[Point labeling examples]
◆ ◆ ◆ ◆
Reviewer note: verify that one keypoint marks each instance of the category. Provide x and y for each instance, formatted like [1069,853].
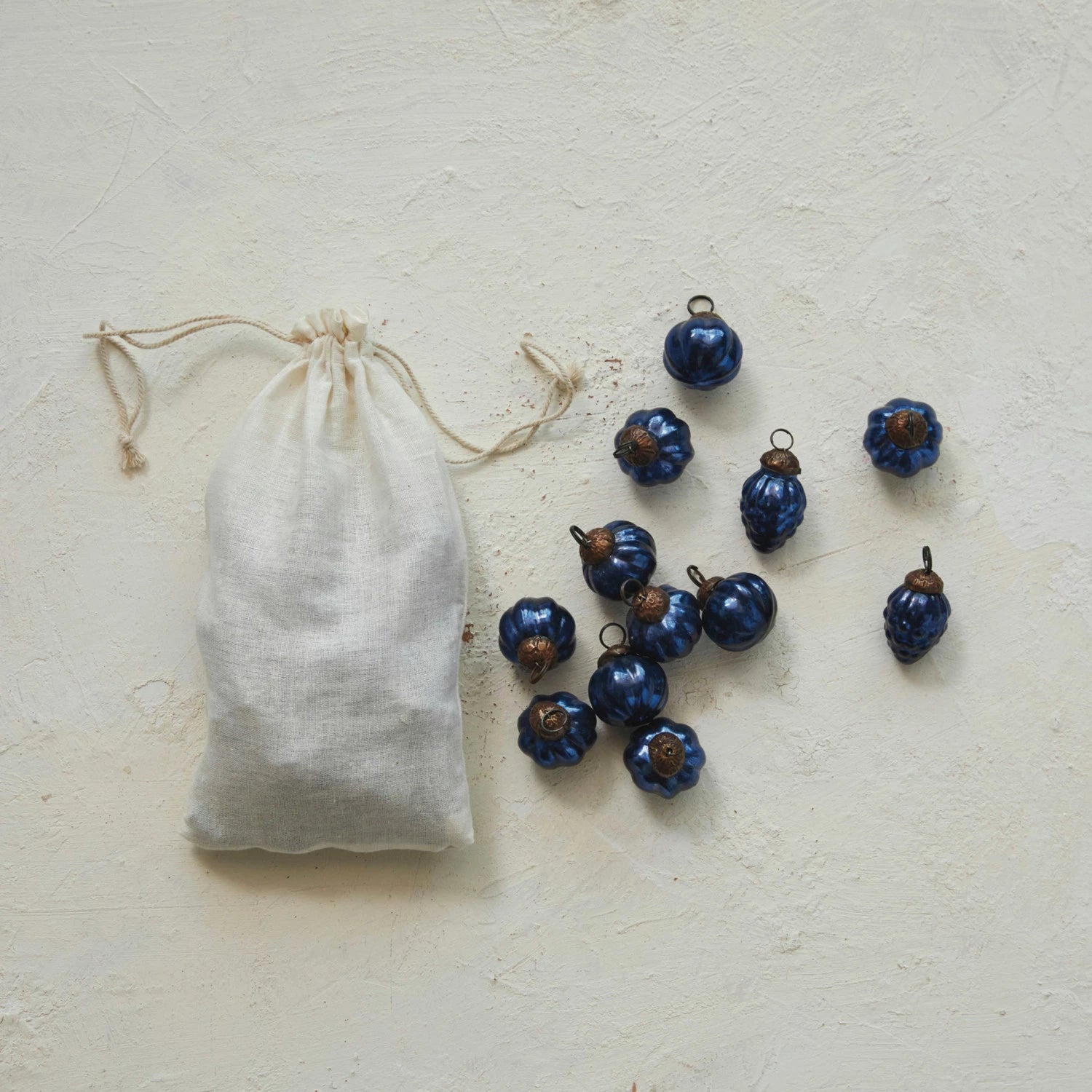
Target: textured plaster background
[882,882]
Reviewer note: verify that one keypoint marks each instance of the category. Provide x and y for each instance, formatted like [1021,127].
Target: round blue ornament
[663,622]
[903,437]
[917,613]
[654,447]
[612,555]
[772,500]
[703,352]
[537,635]
[664,757]
[557,729]
[736,612]
[626,690]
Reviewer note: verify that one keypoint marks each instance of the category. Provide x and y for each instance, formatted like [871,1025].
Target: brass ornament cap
[539,654]
[705,585]
[666,753]
[637,446]
[924,580]
[906,430]
[782,461]
[650,604]
[598,545]
[548,721]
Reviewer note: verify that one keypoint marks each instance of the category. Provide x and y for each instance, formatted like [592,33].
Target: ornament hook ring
[697,299]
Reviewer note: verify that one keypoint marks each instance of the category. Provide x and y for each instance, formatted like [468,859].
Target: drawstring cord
[563,384]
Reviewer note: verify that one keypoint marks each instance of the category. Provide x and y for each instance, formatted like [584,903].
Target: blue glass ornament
[903,437]
[917,613]
[664,757]
[612,555]
[654,447]
[537,635]
[703,352]
[557,729]
[772,500]
[626,690]
[663,622]
[736,612]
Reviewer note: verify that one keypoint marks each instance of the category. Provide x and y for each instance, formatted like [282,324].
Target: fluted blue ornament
[703,352]
[537,633]
[653,447]
[614,554]
[626,690]
[557,729]
[664,757]
[917,613]
[772,502]
[903,437]
[736,612]
[663,622]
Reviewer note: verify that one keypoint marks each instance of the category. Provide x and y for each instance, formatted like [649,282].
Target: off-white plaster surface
[882,882]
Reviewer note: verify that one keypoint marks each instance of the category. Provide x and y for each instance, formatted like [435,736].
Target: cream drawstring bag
[331,617]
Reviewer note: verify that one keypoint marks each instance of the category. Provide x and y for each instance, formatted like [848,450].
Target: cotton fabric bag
[330,620]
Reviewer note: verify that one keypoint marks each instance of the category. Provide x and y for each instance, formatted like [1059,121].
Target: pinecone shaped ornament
[772,502]
[917,613]
[737,612]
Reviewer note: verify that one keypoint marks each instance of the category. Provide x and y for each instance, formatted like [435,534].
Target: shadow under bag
[332,700]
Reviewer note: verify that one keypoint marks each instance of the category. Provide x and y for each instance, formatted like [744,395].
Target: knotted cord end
[131,456]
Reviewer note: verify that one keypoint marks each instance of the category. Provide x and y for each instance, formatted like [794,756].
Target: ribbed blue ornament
[627,690]
[703,352]
[653,447]
[772,500]
[633,556]
[670,637]
[548,714]
[737,612]
[530,618]
[903,437]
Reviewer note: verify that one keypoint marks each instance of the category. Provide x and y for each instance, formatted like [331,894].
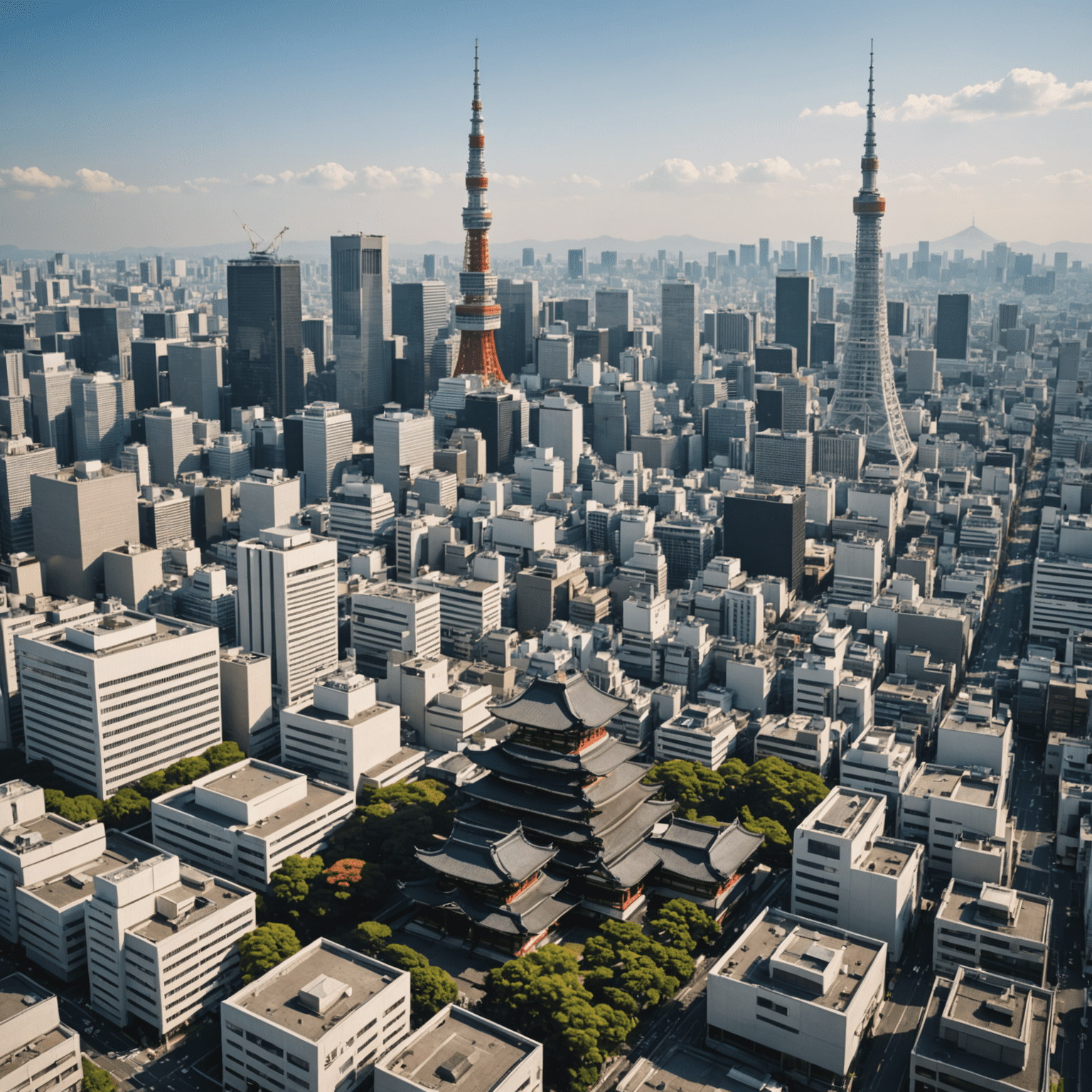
◆ ◆ ◆ ◆
(What you need to do): Copy out every line of the rows, requests included, from the line with "formatted like [794,756]." through the end of the rows. Raise each x and y coordinate in the answer points by 19, leave the sample points in the requests alone, and leave the pictures out.

(Worked answer):
Reviewer note: verify that one keypoint marks each instance of the category. Provide x and y for each instance, formatted like [794,756].
Target: ribbed blue ornament
[646,709]
[722,371]
[672,466]
[791,519]
[652,575]
[689,656]
[567,733]
[756,631]
[549,637]
[922,456]
Reviewer note: verify that one keypoint marks each instance of the category. Provide x and y for each instance, formatted like [331,894].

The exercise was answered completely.